TRECHO CITADO:
-- -- --
O Globo
O ódio sem motivo evidente, típico da
direita que se espalha pelo mundo, não é mais resultado de ideologia clara
O governo Bolsonaro é uma fonte constante
de más notícias. Se uma vacina contra a Covid-19 é um bem para todos, pois
evita o contágio mesmo dos que não acreditam nele, é um contrassenso que se
proíba o passaporte sanitário para aprovação de um projeto na Lei Rouanet.
Pobres produtores de cultura do país! Além do desgastante conflito com os
homens dos serviços de cultura, ainda terão que enfrentar agora os dispositivos
tolos que vão impedir que façam o que desejam fazer com seus filmes, livros,
poemas, canções, peças de teatro, novelas e tudo mais.
Como escreveu Gregório Duvivier, hoje não é exagerado dizer que o presidente não suporta os brasileiros. Não só ele nos odeia, como tenta acabar com a gente de todas as formas. É como se passasse o tempo pensando em como cortar nossa onda e zerar nosso entusiasmo, até que nos tornemos um núcleo de pensamento domesticado que não lhe dê mais trabalho como fonte de ideias novas. E essa campanha liderada pelo presidente contra a vacinação é simultânea à sua campanha pelo armamento civil. “O vírus pode estar partindo — os fuzis vão ficar”, diz Gregório Duvivier.
O ódio sem motivo evidente e, claro, típico
da direita que se espalha pelo mundo, não é mais resultado de ideologia
evidente e clara. Há poucos dias, soubemos de mais uma alegre aventura de
jovens Talibãs, que mataram três músicos sem religião que tocavam no casamento
de um casal de amigos de escola. Do jeito que estão indo essas ideias pelo
mundo afora, temo pelo que pode acontecer no Brasil com o fim da pandemia além,
espero!, do fim do governo Bolsonaro, outro criador (às vezes inconsciente) de
certos mitos do mal.
Eurípedes Alcântara, aqui mesmo no Globo,
escreveu que “temer o outro, maximizar os riscos trazidos pelo desconhecido, é
parte de nossa natureza”. Por isso têm tanto valor religiões, filosofias e
obrigações trazidas pelo convívio em sociedade quando ajudam a superar esse
pecado original da espécie, fazendo da colaboração e não da competição, o
grande recurso que nos trouxe até aqui como uma mesma gente.
Depois de uma pandemia em que nos afastamos
compulsoriamente uns dos outros, durante tanto tempo, a volta será sempre a de
uma magna e dolorosa dúvida sobre como trataremos e seremos tratados pelos
seres humanos em volta de nós, mesmo aqueles que já foram nossos amigos de fé.
Já escrevi aqui, nessa mesma coluna, que os dois sentimentos humanos que mais
desenvolvemos, nesse período longe da ciranda humana que sempre nos cercou e
nos tirou para dançar durante tempos “normais”, foram a solidão e a solidariedade.
Foi a primeira que nos levou à segunda, como única forma decente de
sobrevivência.
Faz parte da tradição utópica da humanidade
pensar que, sempre que um galo canta, o sol vai se levantar para que o dia
nasça. Porém, o mistério do galo não está na ilusão de que ele seja capaz de
fazer o sol nascer; mas em que seu canto anuncia a existência do sol, que ainda
está por nascer. A felicidade vai estar sempre no futuro e nós a encontraremos
amanhã. Essa é a ideia básica da vida humana, é isso que nos faz ir em frente.
O abraço de Bolsonaro ao casal von Storch, que veio da Alemanha para afagá-lo
como novo líder de uma nova direita internacional nascente e vagabunda, é um
sintoma desse futuro sem garantias.
Gosto de ler colunas de jornal com notícias
do passado, elas podem nos ajudar a compreender o presente. Na primeira página
do Correio da Manhã do dia 12 de agosto de 1937, podia-se ler que os fascistas
haviam desfilado em Roma, sob cartazes em que Benito Mussolini, o líder do
fascismo, declarava: “Só um povo armado é forte e livre”. O mesmo que Bolsonaro
disse em Brasília, quando liberou a importação de armas no país.
-- -- --
MATERIAL FORNECIDO:
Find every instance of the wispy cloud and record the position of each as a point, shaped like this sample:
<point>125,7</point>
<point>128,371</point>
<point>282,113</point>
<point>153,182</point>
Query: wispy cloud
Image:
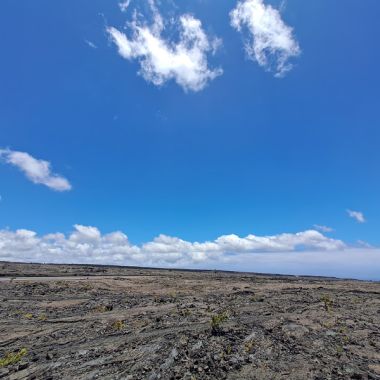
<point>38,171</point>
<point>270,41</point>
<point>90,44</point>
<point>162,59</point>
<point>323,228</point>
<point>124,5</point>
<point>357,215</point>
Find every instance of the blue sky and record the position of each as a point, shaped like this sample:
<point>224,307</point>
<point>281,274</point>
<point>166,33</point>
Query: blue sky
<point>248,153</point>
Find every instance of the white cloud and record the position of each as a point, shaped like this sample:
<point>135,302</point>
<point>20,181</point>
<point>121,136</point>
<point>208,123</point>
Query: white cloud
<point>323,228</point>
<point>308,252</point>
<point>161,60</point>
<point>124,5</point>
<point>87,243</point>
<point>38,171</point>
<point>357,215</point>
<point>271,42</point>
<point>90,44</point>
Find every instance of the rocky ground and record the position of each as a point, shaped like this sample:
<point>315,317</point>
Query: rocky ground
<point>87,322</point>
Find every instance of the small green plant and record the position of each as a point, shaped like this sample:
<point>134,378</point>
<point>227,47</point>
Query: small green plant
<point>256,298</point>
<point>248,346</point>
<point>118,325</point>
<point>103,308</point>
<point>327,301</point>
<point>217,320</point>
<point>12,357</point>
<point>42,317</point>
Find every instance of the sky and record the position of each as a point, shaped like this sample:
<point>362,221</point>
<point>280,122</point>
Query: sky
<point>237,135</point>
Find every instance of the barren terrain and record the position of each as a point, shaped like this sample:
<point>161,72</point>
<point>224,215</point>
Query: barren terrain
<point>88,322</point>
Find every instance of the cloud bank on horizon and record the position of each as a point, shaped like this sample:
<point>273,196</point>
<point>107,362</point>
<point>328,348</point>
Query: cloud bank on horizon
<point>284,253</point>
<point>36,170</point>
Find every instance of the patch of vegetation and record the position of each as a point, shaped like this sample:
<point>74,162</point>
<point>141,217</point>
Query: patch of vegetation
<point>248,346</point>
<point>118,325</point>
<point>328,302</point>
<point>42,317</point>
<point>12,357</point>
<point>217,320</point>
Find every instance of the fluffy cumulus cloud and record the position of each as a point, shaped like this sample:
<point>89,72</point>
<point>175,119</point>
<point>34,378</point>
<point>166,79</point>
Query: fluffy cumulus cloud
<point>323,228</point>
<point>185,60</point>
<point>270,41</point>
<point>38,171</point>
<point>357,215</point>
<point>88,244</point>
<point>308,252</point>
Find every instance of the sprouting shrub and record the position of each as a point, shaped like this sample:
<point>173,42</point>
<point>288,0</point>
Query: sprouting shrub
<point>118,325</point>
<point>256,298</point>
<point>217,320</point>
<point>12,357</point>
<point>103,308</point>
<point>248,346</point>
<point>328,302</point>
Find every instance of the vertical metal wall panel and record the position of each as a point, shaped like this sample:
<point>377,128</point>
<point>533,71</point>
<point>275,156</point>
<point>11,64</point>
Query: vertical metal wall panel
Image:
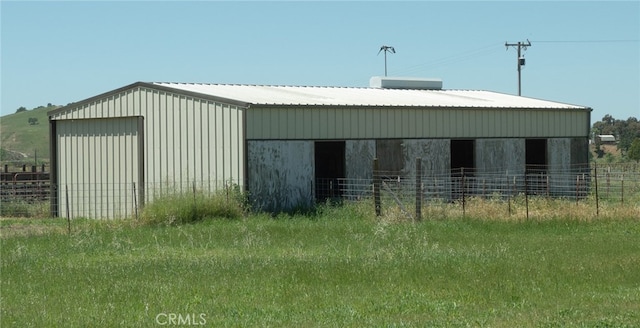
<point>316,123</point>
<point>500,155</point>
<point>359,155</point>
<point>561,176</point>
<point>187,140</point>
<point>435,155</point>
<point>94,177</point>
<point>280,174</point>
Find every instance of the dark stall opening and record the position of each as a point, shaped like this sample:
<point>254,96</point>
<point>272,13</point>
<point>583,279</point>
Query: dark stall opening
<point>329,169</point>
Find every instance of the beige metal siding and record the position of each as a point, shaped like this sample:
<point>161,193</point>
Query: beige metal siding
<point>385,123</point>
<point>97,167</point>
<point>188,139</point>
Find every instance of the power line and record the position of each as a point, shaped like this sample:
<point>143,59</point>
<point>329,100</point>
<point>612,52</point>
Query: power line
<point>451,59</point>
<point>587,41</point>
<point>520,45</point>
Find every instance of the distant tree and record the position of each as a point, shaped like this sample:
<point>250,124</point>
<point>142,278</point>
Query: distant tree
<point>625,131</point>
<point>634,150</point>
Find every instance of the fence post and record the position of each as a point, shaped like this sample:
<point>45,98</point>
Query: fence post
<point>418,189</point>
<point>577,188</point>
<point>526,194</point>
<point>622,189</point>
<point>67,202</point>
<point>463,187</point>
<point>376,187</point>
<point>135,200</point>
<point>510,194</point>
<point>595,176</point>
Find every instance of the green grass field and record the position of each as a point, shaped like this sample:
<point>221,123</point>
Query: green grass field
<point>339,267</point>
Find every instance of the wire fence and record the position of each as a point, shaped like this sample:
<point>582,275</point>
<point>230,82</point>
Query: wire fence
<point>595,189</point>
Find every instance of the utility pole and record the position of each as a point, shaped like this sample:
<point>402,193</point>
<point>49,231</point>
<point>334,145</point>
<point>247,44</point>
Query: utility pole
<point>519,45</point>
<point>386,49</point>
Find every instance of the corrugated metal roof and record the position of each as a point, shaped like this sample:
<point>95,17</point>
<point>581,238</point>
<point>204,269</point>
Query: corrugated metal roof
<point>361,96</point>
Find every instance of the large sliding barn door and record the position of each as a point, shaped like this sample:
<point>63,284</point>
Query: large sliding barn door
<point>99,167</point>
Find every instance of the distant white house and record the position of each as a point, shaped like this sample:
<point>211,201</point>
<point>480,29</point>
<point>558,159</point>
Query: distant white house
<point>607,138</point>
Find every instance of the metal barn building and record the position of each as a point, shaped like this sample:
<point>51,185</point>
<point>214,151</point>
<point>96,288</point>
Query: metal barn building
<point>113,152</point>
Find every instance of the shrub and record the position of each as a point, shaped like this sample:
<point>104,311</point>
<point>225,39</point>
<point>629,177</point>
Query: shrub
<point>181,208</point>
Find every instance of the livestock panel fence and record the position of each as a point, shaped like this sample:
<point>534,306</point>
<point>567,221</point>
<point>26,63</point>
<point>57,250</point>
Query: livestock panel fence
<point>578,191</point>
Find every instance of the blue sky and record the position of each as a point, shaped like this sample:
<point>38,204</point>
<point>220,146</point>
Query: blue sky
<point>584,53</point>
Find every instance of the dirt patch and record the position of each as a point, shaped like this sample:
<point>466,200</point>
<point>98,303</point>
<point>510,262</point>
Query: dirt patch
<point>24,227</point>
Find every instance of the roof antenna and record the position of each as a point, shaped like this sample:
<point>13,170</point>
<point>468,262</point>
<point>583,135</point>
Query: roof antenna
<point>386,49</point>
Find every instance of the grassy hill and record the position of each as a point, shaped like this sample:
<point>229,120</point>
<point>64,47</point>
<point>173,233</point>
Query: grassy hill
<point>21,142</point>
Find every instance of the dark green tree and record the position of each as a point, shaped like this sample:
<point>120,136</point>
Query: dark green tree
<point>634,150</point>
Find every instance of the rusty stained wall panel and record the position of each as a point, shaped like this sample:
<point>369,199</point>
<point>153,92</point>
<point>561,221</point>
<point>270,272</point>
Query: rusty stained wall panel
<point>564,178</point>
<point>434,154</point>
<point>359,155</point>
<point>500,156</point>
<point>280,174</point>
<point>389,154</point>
-- -- --
O QUE FAZER:
1: Segundo a coluna, que frase Benito Mussolini declarava nos cartazes sob os quais os fascistas desfilaram em Roma?
2: Reescreva de forma mais breve o parágrafo da coluna que começa com “Depois de uma pandemia em que nos afastamos”, preservando seus fatos principais.

CONJUNTO DE RESPOSTAS:
1: “Só um povo armado é forte e livre”.

2: Após uma pandemia em que passamos muito tempo afastados compulsoriamente uns dos outros, a volta trará uma grande e dolorosa dúvida sobre como trataremos e seremos tratados pelas pessoas ao redor, mesmo as que já foram nossos amigos de fé. Em texto anterior da mesma coluna, afirmou-se que os dois sentimentos mais desenvolvidos nesse período foram a solidão e a solidariedade. A solidão levou à solidariedade, como única forma decente de sobrevivência.